EXERCISE BRIEF – Reproduce nothing but the closing run of lines: the line with "the white sand" and each line that follows it to the end of the data.

RECORDS PROVIDED –
┄┄┄┄┄┄┄┄┄┄┄┄┄┄┄┄┄┄┄┄

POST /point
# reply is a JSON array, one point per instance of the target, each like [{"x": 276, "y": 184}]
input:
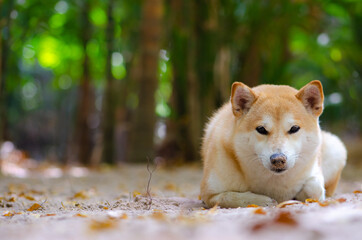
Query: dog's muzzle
[{"x": 279, "y": 162}]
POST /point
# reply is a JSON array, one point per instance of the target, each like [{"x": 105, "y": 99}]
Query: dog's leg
[
  {"x": 332, "y": 185},
  {"x": 238, "y": 199},
  {"x": 313, "y": 188}
]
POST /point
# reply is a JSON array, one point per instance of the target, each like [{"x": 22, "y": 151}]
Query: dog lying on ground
[{"x": 266, "y": 145}]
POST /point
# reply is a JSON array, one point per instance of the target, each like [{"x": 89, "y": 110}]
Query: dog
[{"x": 265, "y": 146}]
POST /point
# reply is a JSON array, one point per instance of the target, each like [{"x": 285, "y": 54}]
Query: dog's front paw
[{"x": 313, "y": 189}]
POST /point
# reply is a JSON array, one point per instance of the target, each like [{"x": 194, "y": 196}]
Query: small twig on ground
[{"x": 148, "y": 188}]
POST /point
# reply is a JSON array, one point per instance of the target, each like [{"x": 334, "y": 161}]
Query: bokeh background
[{"x": 106, "y": 81}]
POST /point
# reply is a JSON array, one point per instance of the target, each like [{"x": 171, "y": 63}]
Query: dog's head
[{"x": 277, "y": 125}]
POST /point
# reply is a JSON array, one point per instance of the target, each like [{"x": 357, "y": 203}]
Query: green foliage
[{"x": 295, "y": 41}]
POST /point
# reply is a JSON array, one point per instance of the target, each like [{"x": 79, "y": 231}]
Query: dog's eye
[
  {"x": 261, "y": 130},
  {"x": 294, "y": 129}
]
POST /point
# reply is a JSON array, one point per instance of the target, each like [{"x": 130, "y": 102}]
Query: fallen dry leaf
[
  {"x": 12, "y": 199},
  {"x": 79, "y": 215},
  {"x": 81, "y": 195},
  {"x": 30, "y": 198},
  {"x": 48, "y": 215},
  {"x": 259, "y": 226},
  {"x": 102, "y": 225},
  {"x": 170, "y": 187},
  {"x": 135, "y": 194},
  {"x": 285, "y": 218},
  {"x": 213, "y": 209},
  {"x": 252, "y": 205},
  {"x": 34, "y": 207},
  {"x": 259, "y": 211},
  {"x": 158, "y": 216},
  {"x": 310, "y": 200},
  {"x": 9, "y": 214},
  {"x": 288, "y": 203}
]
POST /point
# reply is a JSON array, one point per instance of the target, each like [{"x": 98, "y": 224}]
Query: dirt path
[{"x": 108, "y": 205}]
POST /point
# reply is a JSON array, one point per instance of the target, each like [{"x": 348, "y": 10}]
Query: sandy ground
[{"x": 110, "y": 204}]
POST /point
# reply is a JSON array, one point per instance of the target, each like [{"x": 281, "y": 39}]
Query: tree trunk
[
  {"x": 178, "y": 145},
  {"x": 4, "y": 50},
  {"x": 143, "y": 127},
  {"x": 205, "y": 53},
  {"x": 109, "y": 99},
  {"x": 83, "y": 135}
]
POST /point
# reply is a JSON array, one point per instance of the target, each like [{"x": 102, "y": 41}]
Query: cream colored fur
[{"x": 237, "y": 158}]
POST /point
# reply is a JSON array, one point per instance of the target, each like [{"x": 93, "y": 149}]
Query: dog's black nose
[{"x": 278, "y": 160}]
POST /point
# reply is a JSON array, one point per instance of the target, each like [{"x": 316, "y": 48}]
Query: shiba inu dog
[{"x": 266, "y": 146}]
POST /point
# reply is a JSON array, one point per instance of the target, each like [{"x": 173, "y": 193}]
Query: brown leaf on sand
[
  {"x": 34, "y": 207},
  {"x": 49, "y": 215},
  {"x": 9, "y": 214},
  {"x": 170, "y": 187},
  {"x": 285, "y": 218},
  {"x": 12, "y": 199},
  {"x": 79, "y": 215},
  {"x": 252, "y": 205},
  {"x": 341, "y": 200},
  {"x": 288, "y": 203},
  {"x": 259, "y": 226},
  {"x": 28, "y": 197},
  {"x": 158, "y": 215},
  {"x": 81, "y": 195},
  {"x": 213, "y": 209},
  {"x": 102, "y": 225},
  {"x": 259, "y": 211},
  {"x": 310, "y": 200}
]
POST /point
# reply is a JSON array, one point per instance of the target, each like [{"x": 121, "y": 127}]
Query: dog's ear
[
  {"x": 242, "y": 97},
  {"x": 311, "y": 95}
]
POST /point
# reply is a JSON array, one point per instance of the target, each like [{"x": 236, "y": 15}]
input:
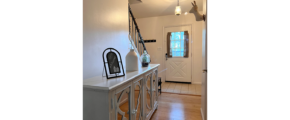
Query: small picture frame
[{"x": 113, "y": 65}]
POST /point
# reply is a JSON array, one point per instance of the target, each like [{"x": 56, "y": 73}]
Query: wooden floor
[
  {"x": 172, "y": 106},
  {"x": 181, "y": 88},
  {"x": 177, "y": 107}
]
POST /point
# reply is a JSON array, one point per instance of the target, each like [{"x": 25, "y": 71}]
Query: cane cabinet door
[
  {"x": 123, "y": 104},
  {"x": 137, "y": 99}
]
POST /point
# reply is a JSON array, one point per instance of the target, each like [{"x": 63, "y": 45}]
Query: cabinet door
[
  {"x": 123, "y": 102},
  {"x": 155, "y": 87},
  {"x": 137, "y": 96},
  {"x": 148, "y": 94}
]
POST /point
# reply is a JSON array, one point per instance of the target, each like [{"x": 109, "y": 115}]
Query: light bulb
[{"x": 177, "y": 10}]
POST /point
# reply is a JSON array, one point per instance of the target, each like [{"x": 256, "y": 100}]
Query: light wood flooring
[
  {"x": 181, "y": 88},
  {"x": 177, "y": 107},
  {"x": 171, "y": 106}
]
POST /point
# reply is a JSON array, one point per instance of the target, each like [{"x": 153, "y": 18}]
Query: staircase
[{"x": 135, "y": 35}]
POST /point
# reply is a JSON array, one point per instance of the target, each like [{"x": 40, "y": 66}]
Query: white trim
[
  {"x": 123, "y": 101},
  {"x": 199, "y": 83},
  {"x": 164, "y": 40},
  {"x": 202, "y": 117}
]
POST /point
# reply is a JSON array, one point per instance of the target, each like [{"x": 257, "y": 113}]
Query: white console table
[{"x": 131, "y": 97}]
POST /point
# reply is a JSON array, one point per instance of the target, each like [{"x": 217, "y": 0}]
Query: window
[{"x": 177, "y": 44}]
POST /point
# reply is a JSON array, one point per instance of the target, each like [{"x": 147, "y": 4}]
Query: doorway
[{"x": 178, "y": 67}]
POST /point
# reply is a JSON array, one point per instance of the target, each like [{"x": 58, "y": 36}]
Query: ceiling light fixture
[{"x": 177, "y": 9}]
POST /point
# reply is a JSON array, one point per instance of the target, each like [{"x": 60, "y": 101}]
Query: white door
[
  {"x": 178, "y": 68},
  {"x": 204, "y": 82}
]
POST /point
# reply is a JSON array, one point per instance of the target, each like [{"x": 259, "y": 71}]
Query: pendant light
[{"x": 177, "y": 9}]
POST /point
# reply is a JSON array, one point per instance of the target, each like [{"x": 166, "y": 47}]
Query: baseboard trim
[
  {"x": 199, "y": 83},
  {"x": 201, "y": 114},
  {"x": 123, "y": 101},
  {"x": 180, "y": 93},
  {"x": 178, "y": 82}
]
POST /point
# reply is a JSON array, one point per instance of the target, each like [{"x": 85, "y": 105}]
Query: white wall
[
  {"x": 152, "y": 28},
  {"x": 104, "y": 24}
]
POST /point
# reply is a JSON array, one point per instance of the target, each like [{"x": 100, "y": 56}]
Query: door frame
[{"x": 164, "y": 51}]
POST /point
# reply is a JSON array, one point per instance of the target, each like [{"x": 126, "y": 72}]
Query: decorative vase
[
  {"x": 145, "y": 59},
  {"x": 131, "y": 61}
]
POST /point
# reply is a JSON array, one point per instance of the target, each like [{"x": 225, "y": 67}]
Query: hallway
[{"x": 177, "y": 107}]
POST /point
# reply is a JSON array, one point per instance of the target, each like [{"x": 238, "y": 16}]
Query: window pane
[
  {"x": 177, "y": 36},
  {"x": 182, "y": 35},
  {"x": 172, "y": 36},
  {"x": 177, "y": 53},
  {"x": 177, "y": 44},
  {"x": 172, "y": 44},
  {"x": 182, "y": 44}
]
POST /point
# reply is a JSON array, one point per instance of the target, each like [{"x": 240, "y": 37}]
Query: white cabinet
[{"x": 132, "y": 97}]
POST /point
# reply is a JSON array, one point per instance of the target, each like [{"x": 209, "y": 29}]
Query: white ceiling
[{"x": 152, "y": 8}]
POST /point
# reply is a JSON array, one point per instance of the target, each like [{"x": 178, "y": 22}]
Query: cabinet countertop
[{"x": 102, "y": 83}]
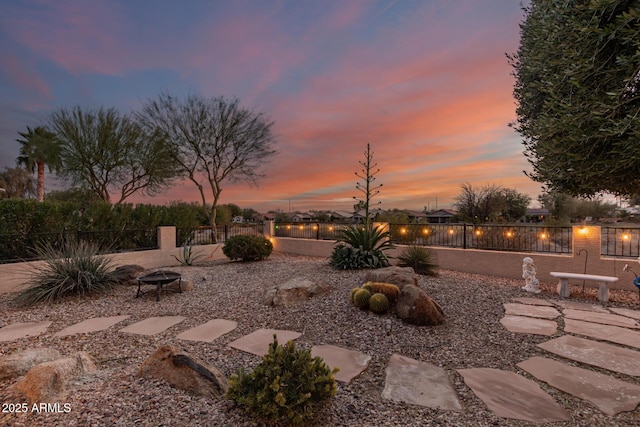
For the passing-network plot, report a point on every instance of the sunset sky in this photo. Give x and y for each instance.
(425, 82)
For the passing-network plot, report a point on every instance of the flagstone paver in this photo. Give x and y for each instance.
(258, 341)
(634, 314)
(153, 325)
(510, 395)
(609, 333)
(538, 311)
(419, 383)
(581, 306)
(609, 394)
(91, 325)
(607, 356)
(209, 331)
(17, 331)
(603, 318)
(534, 301)
(350, 363)
(529, 325)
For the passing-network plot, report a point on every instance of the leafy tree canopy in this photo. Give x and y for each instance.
(577, 87)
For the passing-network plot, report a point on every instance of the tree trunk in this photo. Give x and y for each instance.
(40, 181)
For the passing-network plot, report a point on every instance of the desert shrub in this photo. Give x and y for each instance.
(74, 269)
(247, 248)
(420, 258)
(287, 387)
(361, 247)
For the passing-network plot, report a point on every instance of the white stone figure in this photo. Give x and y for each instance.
(529, 275)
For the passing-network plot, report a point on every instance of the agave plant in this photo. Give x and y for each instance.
(420, 258)
(361, 247)
(74, 269)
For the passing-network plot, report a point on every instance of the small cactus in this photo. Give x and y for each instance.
(379, 303)
(389, 290)
(353, 292)
(361, 298)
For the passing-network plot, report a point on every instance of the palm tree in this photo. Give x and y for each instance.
(40, 147)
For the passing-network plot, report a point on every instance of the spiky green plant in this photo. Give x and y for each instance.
(361, 247)
(361, 299)
(287, 388)
(378, 303)
(420, 258)
(74, 269)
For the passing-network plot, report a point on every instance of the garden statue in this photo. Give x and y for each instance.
(529, 275)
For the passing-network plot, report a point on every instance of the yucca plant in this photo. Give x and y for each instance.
(361, 247)
(74, 269)
(420, 258)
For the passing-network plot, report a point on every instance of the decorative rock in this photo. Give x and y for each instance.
(128, 274)
(47, 381)
(18, 363)
(416, 307)
(399, 276)
(184, 371)
(293, 292)
(532, 284)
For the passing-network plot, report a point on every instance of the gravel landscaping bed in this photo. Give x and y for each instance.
(471, 337)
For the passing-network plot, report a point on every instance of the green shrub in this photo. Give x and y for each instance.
(420, 258)
(361, 247)
(75, 269)
(247, 248)
(288, 386)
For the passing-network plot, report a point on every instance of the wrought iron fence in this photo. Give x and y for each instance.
(218, 234)
(17, 247)
(620, 242)
(520, 238)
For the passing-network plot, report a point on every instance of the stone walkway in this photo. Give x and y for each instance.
(506, 393)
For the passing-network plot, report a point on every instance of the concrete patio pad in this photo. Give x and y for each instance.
(529, 325)
(606, 356)
(419, 383)
(603, 318)
(23, 330)
(153, 325)
(634, 314)
(510, 395)
(609, 333)
(91, 325)
(609, 394)
(258, 341)
(581, 306)
(534, 301)
(350, 363)
(542, 312)
(209, 331)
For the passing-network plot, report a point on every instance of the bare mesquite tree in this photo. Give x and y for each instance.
(212, 140)
(106, 151)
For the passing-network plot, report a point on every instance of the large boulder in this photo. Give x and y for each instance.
(17, 364)
(416, 307)
(181, 370)
(293, 292)
(47, 381)
(395, 275)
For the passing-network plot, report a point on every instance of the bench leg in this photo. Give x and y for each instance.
(563, 288)
(603, 293)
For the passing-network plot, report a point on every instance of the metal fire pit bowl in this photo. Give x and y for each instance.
(159, 278)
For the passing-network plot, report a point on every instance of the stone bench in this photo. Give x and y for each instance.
(563, 285)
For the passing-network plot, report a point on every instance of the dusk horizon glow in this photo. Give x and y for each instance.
(425, 82)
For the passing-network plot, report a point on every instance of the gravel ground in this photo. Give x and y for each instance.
(471, 337)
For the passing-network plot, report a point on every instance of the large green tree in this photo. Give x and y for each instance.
(212, 140)
(109, 152)
(39, 147)
(577, 89)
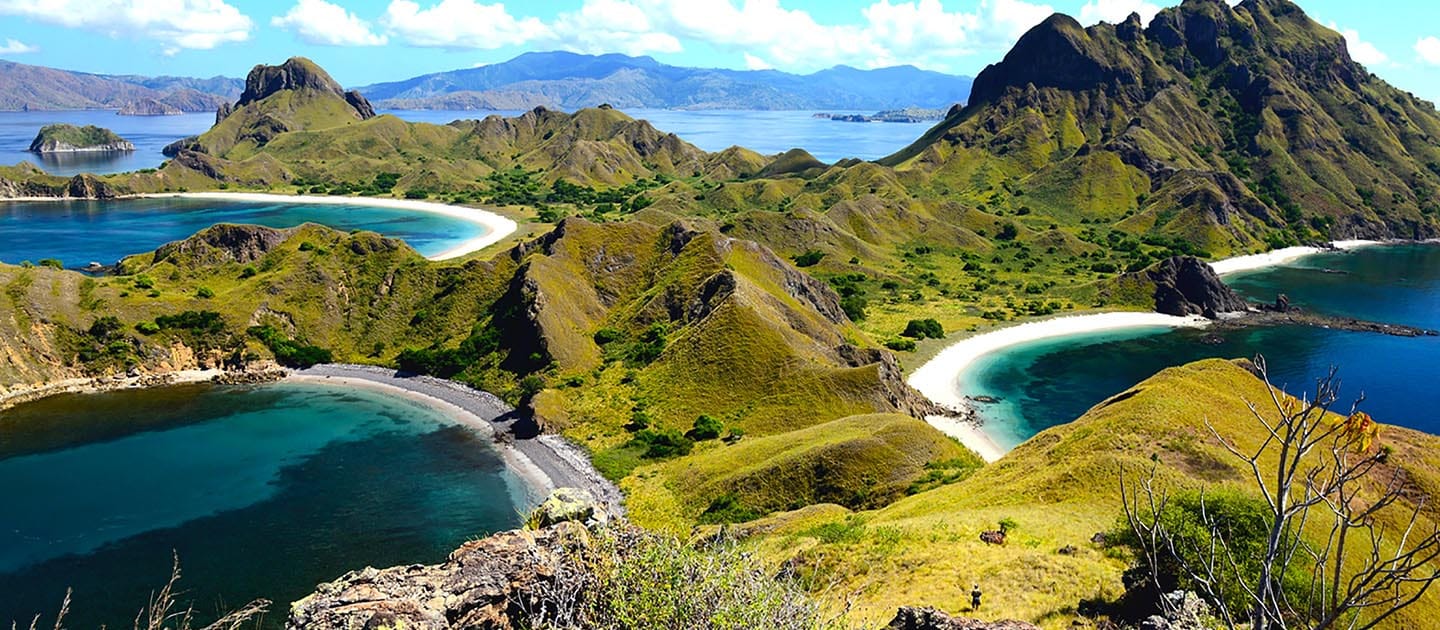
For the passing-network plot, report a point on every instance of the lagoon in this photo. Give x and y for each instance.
(1056, 380)
(262, 491)
(78, 232)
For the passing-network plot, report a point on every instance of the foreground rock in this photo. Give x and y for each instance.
(69, 138)
(484, 584)
(929, 619)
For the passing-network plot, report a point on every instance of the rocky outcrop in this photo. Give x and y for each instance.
(225, 243)
(71, 138)
(1187, 285)
(486, 584)
(298, 74)
(929, 619)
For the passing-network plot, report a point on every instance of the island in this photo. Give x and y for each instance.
(889, 115)
(71, 138)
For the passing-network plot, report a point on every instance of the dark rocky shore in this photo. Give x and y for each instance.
(565, 463)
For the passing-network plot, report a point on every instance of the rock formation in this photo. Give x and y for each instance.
(1187, 285)
(71, 138)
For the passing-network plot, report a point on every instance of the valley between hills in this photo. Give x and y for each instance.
(727, 335)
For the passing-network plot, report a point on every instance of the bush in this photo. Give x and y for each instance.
(900, 345)
(923, 330)
(810, 259)
(706, 427)
(854, 307)
(657, 581)
(663, 443)
(288, 351)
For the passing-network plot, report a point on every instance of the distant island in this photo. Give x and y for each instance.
(570, 81)
(69, 138)
(889, 115)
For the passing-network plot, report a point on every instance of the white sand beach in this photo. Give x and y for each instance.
(496, 226)
(1279, 256)
(938, 379)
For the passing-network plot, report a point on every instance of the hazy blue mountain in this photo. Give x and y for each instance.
(570, 81)
(26, 87)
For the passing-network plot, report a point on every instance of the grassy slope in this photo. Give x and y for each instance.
(1062, 488)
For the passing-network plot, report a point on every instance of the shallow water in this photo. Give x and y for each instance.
(261, 491)
(78, 232)
(1053, 381)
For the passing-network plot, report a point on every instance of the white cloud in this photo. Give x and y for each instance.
(329, 25)
(611, 26)
(15, 46)
(176, 23)
(1429, 49)
(766, 32)
(461, 23)
(1116, 12)
(1360, 49)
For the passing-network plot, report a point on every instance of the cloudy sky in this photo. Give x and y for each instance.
(370, 40)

┄┄┄┄┄┄┄┄┄┄┄┄┄┄┄┄┄┄┄┄

FINAL ANSWER –
For the passing-network plot, report a point on every instance of the white sand beach in this photo. Give x and y for each instance.
(496, 226)
(1279, 256)
(938, 379)
For the passing-network plot, report a point on every instance of the hazy blue mountain in this photo. Give x and y for each instance.
(570, 81)
(26, 87)
For the passing-network plot, report a point on every instance of the grassy slope in this photo. Give x and y for each instance.
(1062, 488)
For the passing-network plot, report a point on every instance of the shallow water in this photo. Give x and y for each instance.
(261, 491)
(78, 232)
(1053, 381)
For the passing-network plot, report a point on every instance of the white cloud in this photo. Give x and y for each instance.
(329, 25)
(611, 26)
(15, 46)
(176, 23)
(1429, 49)
(766, 32)
(461, 23)
(1116, 12)
(1360, 49)
For the passing-network plot, report a point on every instance of the cloudy sky in this photo. Give x and y for each instance.
(370, 40)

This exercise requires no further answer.